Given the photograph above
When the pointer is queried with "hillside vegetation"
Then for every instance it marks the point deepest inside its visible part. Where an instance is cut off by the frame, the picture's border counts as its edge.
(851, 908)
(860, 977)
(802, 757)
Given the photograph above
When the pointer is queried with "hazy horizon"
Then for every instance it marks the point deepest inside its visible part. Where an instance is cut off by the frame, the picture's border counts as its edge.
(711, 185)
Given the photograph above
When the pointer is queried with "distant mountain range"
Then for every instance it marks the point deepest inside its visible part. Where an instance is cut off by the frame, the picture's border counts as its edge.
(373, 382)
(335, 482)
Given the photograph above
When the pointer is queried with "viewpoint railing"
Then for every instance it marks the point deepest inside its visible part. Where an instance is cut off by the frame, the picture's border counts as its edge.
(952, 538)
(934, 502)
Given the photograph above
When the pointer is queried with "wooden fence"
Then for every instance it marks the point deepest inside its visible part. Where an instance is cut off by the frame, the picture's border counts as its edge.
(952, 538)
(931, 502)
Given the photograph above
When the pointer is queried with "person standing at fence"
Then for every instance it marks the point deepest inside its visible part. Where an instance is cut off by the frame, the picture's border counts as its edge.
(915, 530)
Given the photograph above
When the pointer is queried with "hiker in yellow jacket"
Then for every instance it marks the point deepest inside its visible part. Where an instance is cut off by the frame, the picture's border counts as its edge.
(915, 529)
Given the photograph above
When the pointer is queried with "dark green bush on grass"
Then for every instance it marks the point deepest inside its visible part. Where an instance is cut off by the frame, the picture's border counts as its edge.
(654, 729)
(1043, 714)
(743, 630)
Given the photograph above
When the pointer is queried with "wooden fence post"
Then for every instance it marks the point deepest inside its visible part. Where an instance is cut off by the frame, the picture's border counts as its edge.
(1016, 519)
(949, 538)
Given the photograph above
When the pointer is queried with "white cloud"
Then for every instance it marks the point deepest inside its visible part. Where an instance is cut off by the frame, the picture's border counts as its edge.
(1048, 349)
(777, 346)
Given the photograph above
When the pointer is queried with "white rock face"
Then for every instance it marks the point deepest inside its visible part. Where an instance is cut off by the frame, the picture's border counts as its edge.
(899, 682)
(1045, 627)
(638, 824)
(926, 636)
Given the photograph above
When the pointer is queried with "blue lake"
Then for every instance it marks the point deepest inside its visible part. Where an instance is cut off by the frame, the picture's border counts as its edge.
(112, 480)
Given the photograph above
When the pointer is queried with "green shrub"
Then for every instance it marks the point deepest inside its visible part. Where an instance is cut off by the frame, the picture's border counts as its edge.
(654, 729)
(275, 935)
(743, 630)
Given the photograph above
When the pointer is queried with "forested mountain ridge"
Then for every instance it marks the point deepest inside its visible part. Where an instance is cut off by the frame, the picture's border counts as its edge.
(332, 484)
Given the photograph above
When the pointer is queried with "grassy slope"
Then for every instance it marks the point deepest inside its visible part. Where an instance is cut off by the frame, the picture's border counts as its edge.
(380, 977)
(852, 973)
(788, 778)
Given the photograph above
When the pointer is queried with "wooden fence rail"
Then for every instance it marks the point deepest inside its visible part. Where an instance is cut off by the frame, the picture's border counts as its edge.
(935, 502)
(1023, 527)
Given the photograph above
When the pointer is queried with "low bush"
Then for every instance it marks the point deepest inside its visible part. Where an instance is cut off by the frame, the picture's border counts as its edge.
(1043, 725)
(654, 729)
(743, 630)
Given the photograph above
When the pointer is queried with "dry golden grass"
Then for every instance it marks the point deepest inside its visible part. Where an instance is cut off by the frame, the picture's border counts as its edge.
========================================
» **PROBLEM DESCRIPTION**: Filter the records and copy each line that contains the word "green", treating case as significant.

» **ANSWER TO THE PROBLEM**:
When the pointer is queried with "dark green bush on grass"
When the pointer is queried with "green shrub"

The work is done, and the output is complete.